Brano =
++++++
Charles-Alphonse Dufresnoy nasce da famiglia benestante nel 1611. Compie studi di natura umanistica probabilmente presso i Gesuiti, ma ben presto si indirizza alla pratica artistica contro la volontà dei genitori, che lo diseredano. Fra 1633 e 1634 (la data esatta non è nota) si trasferisce a Roma e qui resta per vent’anni. È straordinario, in realtà quanto poco noi si sappia di questi vent’anni, in particolare con riferimento alle frequentazioni di Charles-Alphonse. È certo che, nel 1635, Dufresnoy viene raggiunto da Pierre Mignard (1612-1695), conosciuto probabilmente nell’atelier parigino di Simon Vouet, e i due formano un sodalizio che li rende ‘inseparabili’ (tali vengono appunto descritti nella letteratura artistica) e che dura vent’anni. Mignard ha sicuramente maggiore talento artistico di Dufresnoy (sulle cui realizzazioni artistiche sappiamo in realtà ben poco), mentre Charles-Alphonse manifesta un interesse straordinario per la speculazione teorica che lo porta a consultare gran parte della letteratura artistica dell’epoca. Non sappiamo esattamente quali siano gli anni di compilazione del poema: in senso stretto, si potrebbe prendere per buona un’indicazione dello stesso Dufresnoy, che parla del periodo che va dal 1640 al 1645 (p. 24), ma lo stesso autore (nella dedica a Colbert) finisce per parlare di un impegno durato trentadue anni, il che farebbe pensare che l’erudito francese avesse iniziato praticamente appena arrivato a Roma. E, contemporaneamente, appare difficile pensare a un uomo che per trent’anni si applica esclusivamente alla redazione di un poema di 549 esametri. Alla fine del 1655 o all’inizio del 1656, Dufresnoy torna in Francia, probabilmente per sistemare vicende legate all’eredità dei genitori. Sul tragitto è sicuramente documentata una lunga sosta a Venezia (la passione per Tiziano, in realtà è già presente a Roma e non sappiamo se e quali fossero stati gli spostamenti avvenuti nel corso dei vent’anni italiani; è possibilissimo che fosse stato a Venezia anche prima) così come si presume un passaggio a Mantova di cui si colgono echi nel poema.
++++++
Elenco fornito =
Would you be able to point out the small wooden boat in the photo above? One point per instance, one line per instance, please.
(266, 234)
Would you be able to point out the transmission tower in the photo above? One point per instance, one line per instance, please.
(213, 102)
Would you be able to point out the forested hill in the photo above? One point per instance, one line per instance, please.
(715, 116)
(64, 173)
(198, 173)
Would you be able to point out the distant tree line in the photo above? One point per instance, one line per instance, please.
++++++
Consegna =
Rispondi alle domande sul brano dedicato a Dufresnoy.
1. In che anno nasce Charles-Alphonse Dufresnoy?
2. In che anno Dufresnoy viene raggiunto a Roma da Pierre Mignard?
3. Di quanti esametri è composto il poema?
L'elenco proviene da una fonte diversa dal brano.

Risposta =
1. Nel 1611.
2. Nel 1635.
3. Di 549 esametri.